▸ Exercise prompt:
Rewrite the listing below, replacing "farthest from its outline" with "most distant from its edge" wherever it occurs and leaving everything else unchanged.

(Records from a collection)
------------------------------------------------------------

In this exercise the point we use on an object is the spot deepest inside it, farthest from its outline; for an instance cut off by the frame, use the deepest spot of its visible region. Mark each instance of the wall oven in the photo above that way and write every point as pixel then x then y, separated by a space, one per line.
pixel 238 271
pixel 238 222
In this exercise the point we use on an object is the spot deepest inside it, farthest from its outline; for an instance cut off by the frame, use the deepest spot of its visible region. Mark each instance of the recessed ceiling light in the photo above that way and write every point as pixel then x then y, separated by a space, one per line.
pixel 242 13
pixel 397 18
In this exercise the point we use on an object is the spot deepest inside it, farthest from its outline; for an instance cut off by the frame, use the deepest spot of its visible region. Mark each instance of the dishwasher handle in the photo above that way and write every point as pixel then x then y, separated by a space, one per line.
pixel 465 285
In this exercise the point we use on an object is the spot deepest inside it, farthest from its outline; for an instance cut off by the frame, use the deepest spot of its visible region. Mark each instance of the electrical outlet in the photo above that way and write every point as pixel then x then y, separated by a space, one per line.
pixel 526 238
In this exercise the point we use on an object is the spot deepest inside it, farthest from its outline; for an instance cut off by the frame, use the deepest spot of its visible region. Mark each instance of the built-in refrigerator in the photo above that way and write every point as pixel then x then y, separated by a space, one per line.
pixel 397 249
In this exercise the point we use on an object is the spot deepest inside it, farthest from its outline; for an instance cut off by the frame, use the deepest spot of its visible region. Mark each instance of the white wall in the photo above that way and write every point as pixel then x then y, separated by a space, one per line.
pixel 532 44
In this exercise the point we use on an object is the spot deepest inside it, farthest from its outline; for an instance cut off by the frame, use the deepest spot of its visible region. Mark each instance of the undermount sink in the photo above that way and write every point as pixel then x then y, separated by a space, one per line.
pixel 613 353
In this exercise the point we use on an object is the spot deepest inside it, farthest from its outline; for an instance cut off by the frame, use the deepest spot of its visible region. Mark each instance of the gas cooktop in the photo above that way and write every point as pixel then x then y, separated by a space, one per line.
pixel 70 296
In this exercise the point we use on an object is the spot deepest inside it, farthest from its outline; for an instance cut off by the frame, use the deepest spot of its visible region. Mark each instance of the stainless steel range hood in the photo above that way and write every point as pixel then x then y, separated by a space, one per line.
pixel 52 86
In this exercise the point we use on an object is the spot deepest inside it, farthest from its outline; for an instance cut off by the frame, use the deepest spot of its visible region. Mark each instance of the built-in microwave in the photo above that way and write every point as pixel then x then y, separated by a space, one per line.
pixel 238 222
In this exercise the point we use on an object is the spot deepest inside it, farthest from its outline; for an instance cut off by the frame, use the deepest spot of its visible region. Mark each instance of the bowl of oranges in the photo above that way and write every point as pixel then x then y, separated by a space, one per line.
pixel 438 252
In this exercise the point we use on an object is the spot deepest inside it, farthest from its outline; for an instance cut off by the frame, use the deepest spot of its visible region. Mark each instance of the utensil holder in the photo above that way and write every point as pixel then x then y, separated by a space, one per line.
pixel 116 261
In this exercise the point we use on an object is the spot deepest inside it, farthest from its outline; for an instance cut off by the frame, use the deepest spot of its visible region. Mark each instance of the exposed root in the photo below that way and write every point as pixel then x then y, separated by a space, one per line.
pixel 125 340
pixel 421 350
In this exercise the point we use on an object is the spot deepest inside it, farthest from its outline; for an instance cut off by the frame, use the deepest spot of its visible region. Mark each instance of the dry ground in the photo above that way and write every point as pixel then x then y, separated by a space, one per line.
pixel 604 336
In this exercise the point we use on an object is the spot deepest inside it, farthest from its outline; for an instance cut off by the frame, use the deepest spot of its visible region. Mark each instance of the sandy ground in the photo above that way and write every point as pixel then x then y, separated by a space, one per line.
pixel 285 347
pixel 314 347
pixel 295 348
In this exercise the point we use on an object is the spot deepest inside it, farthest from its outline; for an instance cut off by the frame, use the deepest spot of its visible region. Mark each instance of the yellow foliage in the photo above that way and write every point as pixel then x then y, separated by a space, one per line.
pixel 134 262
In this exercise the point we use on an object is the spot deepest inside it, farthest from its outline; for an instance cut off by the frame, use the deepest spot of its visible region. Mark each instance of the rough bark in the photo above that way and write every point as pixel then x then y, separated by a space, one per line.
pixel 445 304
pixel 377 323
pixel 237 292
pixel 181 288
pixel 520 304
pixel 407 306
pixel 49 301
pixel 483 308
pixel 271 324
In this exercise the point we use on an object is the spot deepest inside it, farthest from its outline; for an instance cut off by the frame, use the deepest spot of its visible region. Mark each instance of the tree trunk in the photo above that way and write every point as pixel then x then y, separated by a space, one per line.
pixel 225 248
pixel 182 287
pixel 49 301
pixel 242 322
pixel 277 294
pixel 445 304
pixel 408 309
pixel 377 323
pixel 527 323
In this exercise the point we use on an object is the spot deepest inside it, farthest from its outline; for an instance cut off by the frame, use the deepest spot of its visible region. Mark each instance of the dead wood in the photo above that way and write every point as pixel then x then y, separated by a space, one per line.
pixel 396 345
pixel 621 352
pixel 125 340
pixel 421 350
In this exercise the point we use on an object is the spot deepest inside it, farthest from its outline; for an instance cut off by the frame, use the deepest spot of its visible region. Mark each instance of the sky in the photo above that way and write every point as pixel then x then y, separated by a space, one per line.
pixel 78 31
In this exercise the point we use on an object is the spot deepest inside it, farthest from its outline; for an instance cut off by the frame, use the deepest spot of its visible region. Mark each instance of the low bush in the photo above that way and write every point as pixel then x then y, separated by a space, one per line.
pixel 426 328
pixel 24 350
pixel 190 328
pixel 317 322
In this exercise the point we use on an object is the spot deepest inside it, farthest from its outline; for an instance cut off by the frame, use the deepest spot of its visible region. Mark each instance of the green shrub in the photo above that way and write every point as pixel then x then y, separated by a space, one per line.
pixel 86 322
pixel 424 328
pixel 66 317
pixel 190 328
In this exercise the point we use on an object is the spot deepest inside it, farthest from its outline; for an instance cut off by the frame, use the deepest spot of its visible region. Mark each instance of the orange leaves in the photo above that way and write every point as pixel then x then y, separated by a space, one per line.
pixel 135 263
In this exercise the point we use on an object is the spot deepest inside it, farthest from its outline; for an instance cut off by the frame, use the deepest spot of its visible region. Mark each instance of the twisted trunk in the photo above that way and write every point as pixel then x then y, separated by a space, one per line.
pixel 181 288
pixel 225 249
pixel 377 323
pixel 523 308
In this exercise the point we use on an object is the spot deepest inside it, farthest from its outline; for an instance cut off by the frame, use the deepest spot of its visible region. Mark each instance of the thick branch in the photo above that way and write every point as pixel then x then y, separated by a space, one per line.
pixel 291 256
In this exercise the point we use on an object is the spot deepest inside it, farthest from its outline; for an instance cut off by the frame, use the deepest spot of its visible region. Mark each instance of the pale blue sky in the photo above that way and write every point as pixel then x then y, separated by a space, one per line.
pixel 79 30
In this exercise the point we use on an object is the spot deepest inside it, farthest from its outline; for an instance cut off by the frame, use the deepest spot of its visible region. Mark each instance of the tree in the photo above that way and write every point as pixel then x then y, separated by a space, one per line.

------------------------------------------------------------

▸ Full output:
In this exercise the point we use on an object is the spot deepest inside it, most distant from its edge; for an instance cut off by the frame, use the deepest spot of its visible region. Mark each instance of the wall oven in the photo above that way and write every point as pixel then x then y, separated by a space, one per line.
pixel 238 271
pixel 238 222
In this exercise the point we use on an object is the spot deepest inside it, most distant from its edge; for an instance cut off by the frame, use the deepest spot of its visible region. Mark each instance of the recessed ceiling light in the photo above that way and write every point as pixel then x then y, separated by a space, one per line.
pixel 242 13
pixel 397 18
In this exercise the point we use on an object is the spot deepest inside it, most distant from its edge; for an instance cut off by the frame, use the deepest spot of its visible region. Mark each instance of the dishwasher handle in the photo above that way and write every point as pixel then x then y, separated by a space, one per line.
pixel 465 285
In this exercise the point we use on an object is the spot deepest inside it, most distant from its edge; for an instance cut off by the frame, use the deepest spot of its visible region. Mark each instance of the electrical outlet in the photo above that way and write every point as pixel then x then y, separated by a space, one per line.
pixel 526 238
In this exercise the point we use on an object is the spot deepest inside it, most distant from its edge; for an instance cut off by the frame, use the deepest spot of its visible region. Mark each instance of the built-in refrigerator in the photo above that way and write every point as pixel then x then y, separated by a space, one per line.
pixel 397 249
In this exercise the point we use on an object is the spot deepest inside it, most distant from its edge; for an instance cut off by the frame, use the deepest spot of its visible region. Mark each instance of the white wall in the photo above that way and write every point as pixel then x then y, separated by a space, one per line.
pixel 532 44
In this exercise the point we use on an object is the spot deepest inside it, most distant from its edge; for an instance cut off by the frame, use the deepest spot of its visible region. Mark each instance of the undermount sink in the photo above that way and write every point as pixel then x then y, separated by a space, one per line.
pixel 613 353
In this exercise the point we use on an object is the spot deepest inside it, most distant from its edge; for an instance cut off by the frame, use the deepest spot of its visible region. Mark each instance of the gas cooktop in the photo above that way and write every point as pixel then x then y, separated by a space, one per line.
pixel 70 296
In this exercise the point we use on an object is the spot deepest inside it, most distant from its edge; for an instance cut off by the frame, use the deepest spot of its visible region. Mark each instance of the stainless steel range hood in the photo above that way and write every point as pixel then x then y, separated by a space, one per line.
pixel 52 86
In this exercise the point we use on an object is the spot deepest inside it, most distant from its edge; for an instance cut off by the frame, use the deepest spot of its visible region. Mark each instance of the built-in microwave in the photo above that way and write every point as pixel then x then y, separated by a space, one per line.
pixel 238 222
In this exercise the point we use on an object is the spot deepest inside it, most distant from its edge; for an instance cut off by the frame, use the deepest spot of its visible region. Mark each instance of the bowl of oranges in the photo above that way and write every point as pixel then x then y, separated by a space, one per line.
pixel 438 252
In this exercise the point we use on an object is the spot deepest inside it, most distant from its edge; for an instance cut off by the frame, use the deepest spot of its visible region. Mark each instance of the utensil holder in the photo above that way and write every point as pixel then x then y, separated by a space, one per line.
pixel 116 261
In this exercise the point we use on an object is the spot deepest inside it, most distant from its edge; for an instance cut off by the frame, use the deepest spot of its visible region. Mark each instance of the exposed root in the photo below that way and write every point as pixel then x then y, separated by a space, one per line.
pixel 125 340
pixel 421 350
In this exercise the point we use on an object is the spot deepest inside it, most distant from its edge; for an instance cut off by the frame, use the deepest spot of its visible region. Mark each instance of the dry ground in the photo above that way and write every point as pixel then x then y, separated by a space, one per line.
pixel 604 336
In this exercise the point we use on an object is the spot deepest inside it, most distant from its edge; for an instance cut off by the frame, use the deepest spot of its visible region. Mark each instance of the sandy ground in the photo above that way and write every point as pixel then x then y, separated by a space, one per line.
pixel 285 347
pixel 314 347
pixel 295 348
In this exercise the point we use on an object is the spot deepest inside it, most distant from its edge; for an instance cut off by the frame, use the deepest spot of its visible region. Mark each instance of the yellow foliage in the photo above that way and write every point as pixel then x then y, separated by a space, one per line.
pixel 134 262
In this exercise the point we use on an object is the spot deepest inside it, most distant from its edge; for an instance cut off by the frame, use the deepest spot of its visible region. Mark each instance of the rough bark in the photo above that way and write every point as pixel then x then y, separated by a space, one per line.
pixel 445 304
pixel 377 323
pixel 237 292
pixel 181 288
pixel 520 304
pixel 407 306
pixel 49 301
pixel 483 308
pixel 271 324
In this exercise the point we use on an object is the spot deepest inside it, most distant from its edge; for an instance cut off by the frame, use the deepest spot of its visible region. Mark each instance of the tree trunk in the photo above that way and write every point as pixel then x then y, separated by a space, one per line.
pixel 225 248
pixel 182 287
pixel 49 301
pixel 242 322
pixel 277 294
pixel 445 304
pixel 408 309
pixel 377 323
pixel 527 323
In this exercise the point we use on an object is the spot deepest inside it, most distant from its edge; for an instance cut off by the frame, use the deepest spot of its visible region. Mark each instance of the dead wood in the photo above that way and write every point as pixel then x then y, separated by a space, one per line.
pixel 396 345
pixel 621 352
pixel 125 340
pixel 421 350
In this exercise the point we use on an object is the spot deepest inside it, most distant from its edge; for an instance cut off by the frame, use the deepest spot of its visible region. Mark each instance of the sky in the photo above that way and write every point as pixel then x then y, separated by a space, one per line.
pixel 78 31
In this exercise the point we use on an object is the spot deepest inside it, most distant from its edge; for an instance cut off by the frame, use the deepest spot of its visible region. Mark each instance of the low bush in the photo above that way and write every point as pixel then x then y, separated by a space, one per line.
pixel 426 328
pixel 24 350
pixel 190 328
pixel 317 322
In this exercise the point we use on an object is the spot deepest inside it, most distant from its edge; for an instance cut off by the frame, use the deepest spot of its visible region. Mark each instance of the green shrub in the photo above that way and write every point as pixel then x then y, separated by a space, one per line.
pixel 86 322
pixel 424 328
pixel 66 317
pixel 190 328
In this exercise the point we use on an object is the spot deepest inside it, most distant from its edge; for an instance cut off by the frame, use the deepest spot of its visible region. Mark each instance of the orange leaves in the photo above that way and write every point as pixel then x then y, separated by a space, one per line.
pixel 135 263
In this exercise the point we use on an object is the spot deepest inside it, most distant from its edge; for an instance cut off by the frame, use the deepest spot of its visible region. Mark each instance of the twisted trunk in the photo above that way and write every point as pixel then x then y, separated by a space, one per line.
pixel 181 288
pixel 225 249
pixel 377 323
pixel 523 308
In this exercise the point we use on an object is the spot deepest inside it, most distant from its edge; for an instance cut off by the frame, use the deepest spot of its visible region. Mark each instance of the thick branch in the photo above that way and write every point as pixel then x then y, separated by a space, one per line.
pixel 291 256
In this exercise the point we use on an object is the spot deepest inside it, most distant from its edge; for an instance cut off by the frame, use the deepest spot of its visible region. Mark each instance of the pale blue sky in the photo above that way and write every point as pixel then x then y, separated by a space, one per line.
pixel 79 30
In this exercise the point we use on an object is the spot deepest inside it, most distant from its edge; for an instance cut off by the frame, use the deepest spot of its visible region. Mark each instance of the tree in the photo above that way and write every point as pixel then x then y, separated by a space, one per line.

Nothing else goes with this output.